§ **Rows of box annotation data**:
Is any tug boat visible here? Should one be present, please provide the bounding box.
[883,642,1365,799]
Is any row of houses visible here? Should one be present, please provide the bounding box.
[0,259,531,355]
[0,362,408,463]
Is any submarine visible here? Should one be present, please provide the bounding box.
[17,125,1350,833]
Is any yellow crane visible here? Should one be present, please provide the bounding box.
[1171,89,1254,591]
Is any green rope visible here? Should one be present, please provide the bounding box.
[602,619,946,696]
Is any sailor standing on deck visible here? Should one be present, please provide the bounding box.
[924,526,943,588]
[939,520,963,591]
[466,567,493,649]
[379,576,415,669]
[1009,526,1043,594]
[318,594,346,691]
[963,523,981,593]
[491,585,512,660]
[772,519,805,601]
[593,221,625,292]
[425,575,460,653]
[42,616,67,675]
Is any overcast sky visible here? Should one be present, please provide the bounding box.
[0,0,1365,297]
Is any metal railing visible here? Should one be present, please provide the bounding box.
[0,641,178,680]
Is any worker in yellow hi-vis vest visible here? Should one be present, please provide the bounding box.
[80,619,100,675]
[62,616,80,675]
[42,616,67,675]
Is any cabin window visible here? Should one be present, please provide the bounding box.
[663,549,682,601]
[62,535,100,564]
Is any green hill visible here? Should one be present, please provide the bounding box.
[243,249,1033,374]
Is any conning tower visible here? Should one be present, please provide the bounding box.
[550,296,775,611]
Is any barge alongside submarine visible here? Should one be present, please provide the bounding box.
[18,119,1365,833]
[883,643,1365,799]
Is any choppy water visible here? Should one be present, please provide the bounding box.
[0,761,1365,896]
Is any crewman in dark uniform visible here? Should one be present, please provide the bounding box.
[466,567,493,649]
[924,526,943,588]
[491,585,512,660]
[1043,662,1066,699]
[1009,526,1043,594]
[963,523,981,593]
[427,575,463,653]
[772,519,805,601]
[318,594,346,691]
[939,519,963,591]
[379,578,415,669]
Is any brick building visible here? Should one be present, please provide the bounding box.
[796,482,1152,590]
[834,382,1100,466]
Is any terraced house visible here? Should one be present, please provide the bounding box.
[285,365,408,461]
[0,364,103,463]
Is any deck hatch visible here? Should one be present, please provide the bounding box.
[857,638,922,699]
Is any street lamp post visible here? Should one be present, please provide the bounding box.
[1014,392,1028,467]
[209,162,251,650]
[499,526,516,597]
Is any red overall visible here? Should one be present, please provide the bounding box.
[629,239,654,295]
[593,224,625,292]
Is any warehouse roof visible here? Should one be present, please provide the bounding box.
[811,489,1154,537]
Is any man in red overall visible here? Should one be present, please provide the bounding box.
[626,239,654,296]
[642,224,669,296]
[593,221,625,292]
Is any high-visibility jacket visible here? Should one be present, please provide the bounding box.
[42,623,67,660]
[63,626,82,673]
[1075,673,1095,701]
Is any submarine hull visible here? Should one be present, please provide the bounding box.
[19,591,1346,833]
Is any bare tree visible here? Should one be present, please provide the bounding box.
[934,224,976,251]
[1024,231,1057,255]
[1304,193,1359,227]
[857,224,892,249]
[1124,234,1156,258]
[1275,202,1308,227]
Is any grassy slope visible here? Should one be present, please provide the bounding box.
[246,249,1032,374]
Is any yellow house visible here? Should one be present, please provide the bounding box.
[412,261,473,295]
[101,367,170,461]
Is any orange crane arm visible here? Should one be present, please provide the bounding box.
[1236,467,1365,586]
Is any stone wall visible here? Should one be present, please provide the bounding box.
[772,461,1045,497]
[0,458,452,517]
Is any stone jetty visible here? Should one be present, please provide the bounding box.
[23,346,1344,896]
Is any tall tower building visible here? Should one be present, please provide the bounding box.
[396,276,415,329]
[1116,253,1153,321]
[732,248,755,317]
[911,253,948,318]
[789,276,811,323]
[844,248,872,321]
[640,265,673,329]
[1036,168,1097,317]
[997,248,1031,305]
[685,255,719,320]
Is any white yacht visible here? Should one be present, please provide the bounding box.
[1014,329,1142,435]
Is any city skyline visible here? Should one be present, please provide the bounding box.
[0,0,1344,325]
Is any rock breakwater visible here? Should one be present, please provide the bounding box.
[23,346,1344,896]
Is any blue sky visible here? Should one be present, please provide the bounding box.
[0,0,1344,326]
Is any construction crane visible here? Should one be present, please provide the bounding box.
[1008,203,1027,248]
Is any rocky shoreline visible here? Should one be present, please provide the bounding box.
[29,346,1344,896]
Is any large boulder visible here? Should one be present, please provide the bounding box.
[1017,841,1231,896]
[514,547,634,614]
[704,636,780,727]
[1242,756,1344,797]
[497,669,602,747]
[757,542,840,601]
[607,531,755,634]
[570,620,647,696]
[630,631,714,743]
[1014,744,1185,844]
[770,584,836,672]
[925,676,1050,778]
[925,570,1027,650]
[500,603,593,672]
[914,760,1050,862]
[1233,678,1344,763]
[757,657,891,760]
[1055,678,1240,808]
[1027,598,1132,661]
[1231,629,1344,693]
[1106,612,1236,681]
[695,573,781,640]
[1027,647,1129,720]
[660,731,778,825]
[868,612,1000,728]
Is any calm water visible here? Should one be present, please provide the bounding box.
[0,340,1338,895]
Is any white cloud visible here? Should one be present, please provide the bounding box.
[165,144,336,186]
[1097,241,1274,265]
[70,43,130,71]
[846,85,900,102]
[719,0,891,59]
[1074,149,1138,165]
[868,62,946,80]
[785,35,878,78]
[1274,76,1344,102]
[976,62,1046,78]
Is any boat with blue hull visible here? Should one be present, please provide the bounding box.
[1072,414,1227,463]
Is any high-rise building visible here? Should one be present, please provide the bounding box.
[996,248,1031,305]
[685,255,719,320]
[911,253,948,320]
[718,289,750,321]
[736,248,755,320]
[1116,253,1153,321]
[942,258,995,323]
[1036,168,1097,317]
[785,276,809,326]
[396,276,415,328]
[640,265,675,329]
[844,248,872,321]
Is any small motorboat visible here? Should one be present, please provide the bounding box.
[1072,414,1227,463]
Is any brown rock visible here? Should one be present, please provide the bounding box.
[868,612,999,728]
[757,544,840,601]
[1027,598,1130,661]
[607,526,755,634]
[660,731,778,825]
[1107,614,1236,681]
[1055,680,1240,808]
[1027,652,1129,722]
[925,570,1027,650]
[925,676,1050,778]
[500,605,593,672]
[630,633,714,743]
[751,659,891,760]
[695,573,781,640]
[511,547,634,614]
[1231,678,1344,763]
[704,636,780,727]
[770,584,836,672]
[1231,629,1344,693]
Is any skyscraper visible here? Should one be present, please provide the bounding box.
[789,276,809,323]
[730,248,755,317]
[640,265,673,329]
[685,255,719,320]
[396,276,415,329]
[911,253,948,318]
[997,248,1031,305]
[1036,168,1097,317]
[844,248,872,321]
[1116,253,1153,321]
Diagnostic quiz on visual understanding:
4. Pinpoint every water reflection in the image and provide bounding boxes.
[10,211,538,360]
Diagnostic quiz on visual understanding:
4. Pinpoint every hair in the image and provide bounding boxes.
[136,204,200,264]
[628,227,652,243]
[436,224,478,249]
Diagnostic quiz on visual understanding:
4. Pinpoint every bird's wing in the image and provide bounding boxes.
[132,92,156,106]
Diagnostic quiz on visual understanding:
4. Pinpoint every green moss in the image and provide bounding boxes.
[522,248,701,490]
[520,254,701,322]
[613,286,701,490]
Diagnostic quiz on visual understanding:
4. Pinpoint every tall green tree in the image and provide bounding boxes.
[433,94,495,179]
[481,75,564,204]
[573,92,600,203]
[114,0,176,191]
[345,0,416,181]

§ **Exercise goal**:
Rewrite the lines from the start of the items up to and including the line with "[0,761,1365,896]" as a JSON list of strings, one string per line, leaving out any blank lines.

§ **The solution**:
[
  "Is any tug boat visible here? Should one be present, please provide the bounding box.",
  "[883,642,1365,799]",
  "Is any row of houses visible here? Should one be present, please provide the bounding box.",
  "[0,259,531,355]",
  "[0,362,408,463]",
  "Is any submarine visible here? Should one be present, please provide the bounding box.",
  "[17,125,1350,833]",
  "Is any yellow crane visible here? Should one be present, please provide the bounding box.",
  "[1171,89,1254,591]",
  "Is any green rope visible here? Should one be present, please provide the bounding box.",
  "[602,619,946,696]",
  "Is any sailor standing on deck visible here? Should one be present, please provide the bounding box.",
  "[924,526,943,588]",
  "[939,520,963,591]",
  "[466,567,493,649]",
  "[379,576,415,669]",
  "[1009,526,1043,594]",
  "[318,594,346,691]",
  "[963,523,981,593]",
  "[491,585,512,660]",
  "[772,519,805,601]",
  "[593,221,625,292]",
  "[425,575,460,653]",
  "[42,616,67,675]",
  "Is any overcast sky visible here? Should one be present, please provide the bounding box.",
  "[0,0,1365,297]",
  "Is any metal railing visible here? Should one be present, please provide the bounding box.",
  "[0,641,178,680]",
  "Is any worker in yellow hi-vis vest visible here? Should one be present, please provide the bounding box.",
  "[80,619,100,675]",
  "[62,616,80,675]",
  "[42,616,67,675]",
  "Is any cabin window visible here? Should one be present, please provide the bounding box.",
  "[663,549,682,601]",
  "[62,535,100,564]",
  "Is any green hill visible here? Should one be present, please provide the bounding box.",
  "[243,249,1033,374]",
  "Is any conning tower visible here? Should one be present, please provide the bounding box.",
  "[550,296,775,611]",
  "Is any barge alongside submarine visible here? Should one be present, please provide the bounding box.",
  "[18,119,1365,833]",
  "[883,643,1365,799]",
  "Is any choppy water visible here? Should one be present, please provide the bounding box.",
  "[0,761,1365,896]"
]